Dataset entries:
BEGIN
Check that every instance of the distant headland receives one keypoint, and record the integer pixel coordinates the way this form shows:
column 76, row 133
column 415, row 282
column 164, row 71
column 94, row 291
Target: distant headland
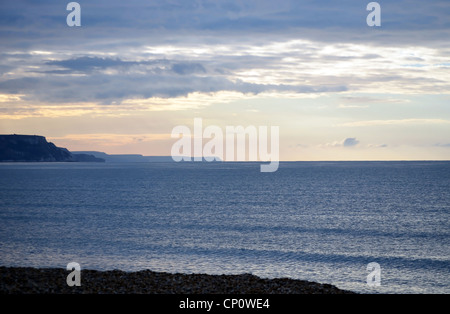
column 35, row 148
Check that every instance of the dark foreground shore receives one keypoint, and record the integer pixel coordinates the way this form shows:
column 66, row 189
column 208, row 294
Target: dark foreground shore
column 53, row 281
END
→ **WHAT TO DO**
Make a word-for-word copy of the records above, excluding all pictures.

→ **YOUR RESPONSE**
Check that every instance of the distant headland receives one keypoint, and record the integer pixel coordinates the way this form shows:
column 76, row 133
column 415, row 282
column 164, row 71
column 94, row 291
Target: distant headland
column 35, row 148
Check that every instance of the dark foreground shore receives one keypoint, and record the integer pixel coordinates the way this form shows:
column 66, row 189
column 208, row 294
Target: dark foreground shore
column 53, row 281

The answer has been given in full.